**What you should do**
Copy the rows below word for word, leaving out the pictures.

(Location identification entries)

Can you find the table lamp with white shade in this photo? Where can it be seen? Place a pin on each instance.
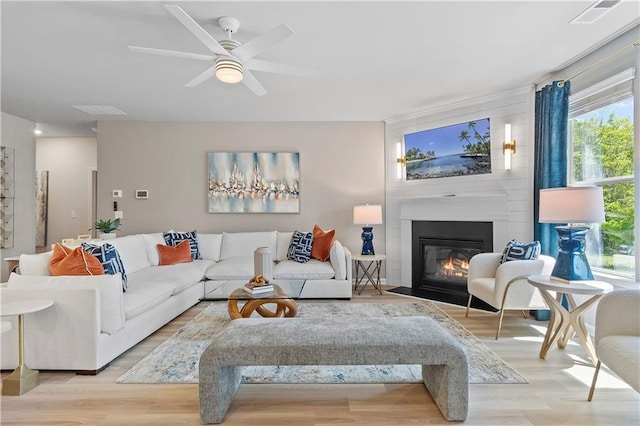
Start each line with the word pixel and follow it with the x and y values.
pixel 367 215
pixel 572 205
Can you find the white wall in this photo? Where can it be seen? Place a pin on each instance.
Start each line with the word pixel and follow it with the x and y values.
pixel 68 161
pixel 341 165
pixel 18 134
pixel 503 196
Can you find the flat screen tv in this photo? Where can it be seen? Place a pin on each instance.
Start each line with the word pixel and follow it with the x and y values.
pixel 457 150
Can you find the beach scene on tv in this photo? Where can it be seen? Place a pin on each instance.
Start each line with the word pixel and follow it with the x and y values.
pixel 456 150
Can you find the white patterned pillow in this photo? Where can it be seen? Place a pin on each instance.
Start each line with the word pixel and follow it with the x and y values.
pixel 516 250
pixel 174 238
pixel 110 259
pixel 300 247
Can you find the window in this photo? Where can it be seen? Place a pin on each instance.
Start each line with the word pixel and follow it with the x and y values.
pixel 601 152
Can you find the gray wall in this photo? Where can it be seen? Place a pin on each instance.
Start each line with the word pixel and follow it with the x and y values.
pixel 18 134
pixel 69 162
pixel 341 165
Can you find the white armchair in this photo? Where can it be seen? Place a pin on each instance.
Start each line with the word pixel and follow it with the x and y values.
pixel 504 286
pixel 617 336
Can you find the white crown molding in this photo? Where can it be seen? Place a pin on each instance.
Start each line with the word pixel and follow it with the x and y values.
pixel 461 104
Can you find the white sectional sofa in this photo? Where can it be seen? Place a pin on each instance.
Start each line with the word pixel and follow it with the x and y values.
pixel 93 321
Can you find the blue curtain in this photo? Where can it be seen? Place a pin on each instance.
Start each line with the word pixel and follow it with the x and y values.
pixel 550 163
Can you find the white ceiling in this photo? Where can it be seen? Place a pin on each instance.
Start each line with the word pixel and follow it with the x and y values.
pixel 372 60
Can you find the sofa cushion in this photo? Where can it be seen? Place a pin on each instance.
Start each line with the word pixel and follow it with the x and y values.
pixel 236 268
pixel 170 255
pixel 311 270
pixel 144 296
pixel 321 243
pixel 300 247
pixel 109 258
pixel 243 244
pixel 109 287
pixel 180 276
pixel 210 246
pixel 172 238
pixel 282 245
pixel 35 264
pixel 338 261
pixel 151 241
pixel 516 250
pixel 66 261
pixel 133 252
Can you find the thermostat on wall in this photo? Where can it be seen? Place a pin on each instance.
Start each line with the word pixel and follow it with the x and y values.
pixel 142 194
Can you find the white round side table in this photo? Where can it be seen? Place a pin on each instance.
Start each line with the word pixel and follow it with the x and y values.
pixel 564 321
pixel 23 378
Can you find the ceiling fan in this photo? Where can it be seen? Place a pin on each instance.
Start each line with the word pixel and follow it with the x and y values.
pixel 232 60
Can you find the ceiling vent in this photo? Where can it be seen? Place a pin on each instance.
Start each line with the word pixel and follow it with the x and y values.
pixel 99 110
pixel 594 12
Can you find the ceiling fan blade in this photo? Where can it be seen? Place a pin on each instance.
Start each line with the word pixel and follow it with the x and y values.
pixel 250 81
pixel 262 42
pixel 196 29
pixel 207 74
pixel 174 53
pixel 268 66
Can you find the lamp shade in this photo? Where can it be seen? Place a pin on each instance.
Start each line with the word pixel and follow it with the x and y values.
pixel 578 204
pixel 367 214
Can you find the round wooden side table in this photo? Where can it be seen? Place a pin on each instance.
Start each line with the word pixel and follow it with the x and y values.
pixel 23 378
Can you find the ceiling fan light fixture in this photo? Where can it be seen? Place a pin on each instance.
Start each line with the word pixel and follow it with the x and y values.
pixel 229 70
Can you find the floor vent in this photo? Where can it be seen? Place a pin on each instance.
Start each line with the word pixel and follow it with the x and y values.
pixel 594 12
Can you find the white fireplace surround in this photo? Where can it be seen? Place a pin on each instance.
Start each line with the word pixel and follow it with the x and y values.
pixel 472 207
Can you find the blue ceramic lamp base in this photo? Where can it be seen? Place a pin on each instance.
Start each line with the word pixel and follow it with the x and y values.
pixel 571 263
pixel 367 241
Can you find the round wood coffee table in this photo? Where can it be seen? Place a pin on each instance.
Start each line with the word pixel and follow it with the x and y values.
pixel 285 306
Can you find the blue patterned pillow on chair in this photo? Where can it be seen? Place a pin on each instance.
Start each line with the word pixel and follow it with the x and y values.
pixel 110 259
pixel 516 250
pixel 174 238
pixel 300 247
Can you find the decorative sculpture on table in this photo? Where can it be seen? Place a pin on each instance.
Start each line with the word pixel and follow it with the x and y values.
pixel 367 215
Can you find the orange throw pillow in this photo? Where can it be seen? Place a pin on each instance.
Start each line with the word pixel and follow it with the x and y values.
pixel 66 261
pixel 321 243
pixel 170 255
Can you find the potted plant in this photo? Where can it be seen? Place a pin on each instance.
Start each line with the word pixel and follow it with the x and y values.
pixel 106 228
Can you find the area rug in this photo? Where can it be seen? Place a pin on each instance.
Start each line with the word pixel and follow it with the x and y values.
pixel 176 360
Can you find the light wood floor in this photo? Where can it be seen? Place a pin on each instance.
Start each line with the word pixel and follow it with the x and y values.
pixel 556 394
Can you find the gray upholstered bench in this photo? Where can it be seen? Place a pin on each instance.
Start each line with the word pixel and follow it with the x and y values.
pixel 334 341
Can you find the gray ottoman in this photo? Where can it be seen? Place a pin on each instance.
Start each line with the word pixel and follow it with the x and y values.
pixel 334 341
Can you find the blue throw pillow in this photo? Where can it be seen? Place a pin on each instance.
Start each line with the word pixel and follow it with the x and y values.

**Answer for this exercise**
Can you find the table lamp with white shade in this photo? Where can it be seen? Place a pin on each instance.
Start each line with the word pixel and follow it with the x and y values.
pixel 367 215
pixel 572 205
Can you find the white wall in this photo? Where can it be seen? Place a pin on each instance.
Start each line with the word pixel and follow it with the x and y values.
pixel 68 161
pixel 341 165
pixel 18 134
pixel 503 196
Can you find the flat screen tv in this photo? Where can it be seen? Place a pin on each instance.
Start each line with the word pixel and follow it with the x and y values.
pixel 457 150
Can you find the beach scene on tv in this photo? Where can it be seen? Place a pin on each instance.
Start each line with the word pixel and follow it with the x and y values.
pixel 456 150
Can you find the white patterned pillow in this photo? Where can it be seen? Place a pin on each instance.
Start each line with the word pixel and follow it with the x and y values.
pixel 516 250
pixel 174 238
pixel 110 259
pixel 300 247
Can you find the window in this photo? Where can it be seen? Place a pin on each instance.
Start each line with the word pixel and follow it with the x and y values.
pixel 601 152
Can you find the gray wall in this photo? Where can it be seen? Place a pin on each instance.
Start each line with the word pixel and follow it with the x and y values.
pixel 18 134
pixel 69 162
pixel 341 165
Can you find the white armchair in this photo? Where can it be seen? Place a pin on each instance.
Start each line with the word pixel and follow it with the x and y values.
pixel 504 286
pixel 617 336
Can you find the white crown molding in this photo? Where can it be seen? Place a pin on each instance.
Start each line with the word pixel and follow it with the x and y values.
pixel 461 104
Can you find the white sectional sofa in this photo? Where can it be seen? Place a pin on each instance.
Start each line with the word pixel and follow it with the x and y values.
pixel 93 321
Can you find the blue curtain in this photo? Where can it be seen? Place a pin on each instance.
Start each line with the word pixel and follow it with the x and y values.
pixel 550 163
Can you find the white ceiling in this photo? Where can it be seen? Place a pin on each instance.
Start each line with the word pixel and follow it with the x and y values.
pixel 372 60
Can you find the sofa cushion in this photo? Where can it be seen? Place a pin on each instance.
Start each line with the word pixel and follow it with the x and y values.
pixel 236 268
pixel 170 255
pixel 311 270
pixel 144 296
pixel 321 243
pixel 300 247
pixel 109 258
pixel 243 244
pixel 109 287
pixel 180 276
pixel 210 246
pixel 172 238
pixel 282 245
pixel 35 264
pixel 338 261
pixel 151 241
pixel 516 250
pixel 66 261
pixel 133 252
Can you find the thermostat on wall in this photo? Where can it be seen? Place a pin on each instance.
Start each line with the word pixel and follow it with the x and y values.
pixel 142 194
Can you find the white round side table in this photo? Where can it be seen? Place a pin on each instance.
Start each line with the word pixel and follow it with the x and y values.
pixel 564 321
pixel 23 378
Can you find the ceiling fan in this photo? Where can it be seen? Place a pin on each instance.
Start each line with the word pixel and follow it with the x and y values.
pixel 232 60
Can you find the ceiling vent in this photo? Where can it be seen? Place a pin on each instance.
Start each line with the word pixel and follow it with the x and y values.
pixel 99 110
pixel 594 12
Can you find the ceiling fan blade in this photo? Where can it be seen? Place a pin on each instance.
Start each line with the word pixel and follow it with the x and y values.
pixel 250 81
pixel 262 42
pixel 196 29
pixel 207 74
pixel 174 53
pixel 268 66
Can you find the lamp shade in this photo? Where can it be seen? Place a pin on each instance.
Start each line with the word pixel and follow it with the x and y values.
pixel 578 204
pixel 367 214
Can you find the round wooden side table in this photo? Where can it be seen? Place a pin on each instance.
Start each line with the word pixel and follow it with the x and y values.
pixel 23 378
Can you find the ceiling fan light fixture in this photo? Where can it be seen? Place a pin on each instance.
Start each line with the word pixel and follow it with the x and y values.
pixel 229 70
Can you find the floor vent in this photo? Where can it be seen? Place a pin on each instance.
Start each line with the word pixel and follow it with the x and y values.
pixel 594 12
Can you find the white fireplace surround in this photo? Where can it be seen? Place a pin on each instance.
Start each line with the word pixel and follow it with the x and y values.
pixel 472 207
Can you find the blue ceramic lamp base in this photo? Where can it be seen? Place a pin on each instance.
Start each line with the word pixel and follow it with the x and y values.
pixel 571 263
pixel 367 241
Can you find the round wood coffee table in this photo? Where can it be seen? Place a pin on each instance.
Start each line with the word pixel and follow it with the x and y values.
pixel 285 306
Can you find the blue patterned pillow on chair in this photo? Where can it be seen? Place a pin on each instance.
Start each line with the word pixel and follow it with the x and y values.
pixel 110 259
pixel 516 250
pixel 174 238
pixel 300 247
Can you find the decorative sculpture on table in this photo? Where can it be seen? Place a pin on each instance.
Start each line with the word pixel and follow it with the x and y values.
pixel 367 215
Can you find the orange throw pillow in this photo? Where can it be seen? Place a pin on each instance.
Start each line with the word pixel and follow it with the x and y values.
pixel 66 261
pixel 321 243
pixel 170 255
Can you find the potted plant in this photo? Where can it be seen? Place a pin on each instance.
Start each line with the word pixel and follow it with the x and y values.
pixel 106 228
Can you find the area rug in this photo? Where can it be seen? Place a pin on each instance.
Start each line with the word pixel and follow it with the x and y values.
pixel 176 360
Can you find the light wood floor in this photo? Where can it be seen? Place a pin on each instance.
Start each line with the word pixel and follow it with the x and y values.
pixel 556 394
Can you find the gray upholstered bench in this photo? Where can it be seen? Place a pin on each instance.
Start each line with the word pixel and follow it with the x and y values.
pixel 334 341
Can you find the gray ottoman in this photo? Where can it be seen? Place a pin on each instance.
Start each line with the word pixel and follow it with the x and y values.
pixel 334 341
Can you find the blue throw pillow in this photo? Where can it be seen? Place a pin on each instance.
Start each line with the word pixel and follow it with the x and y values.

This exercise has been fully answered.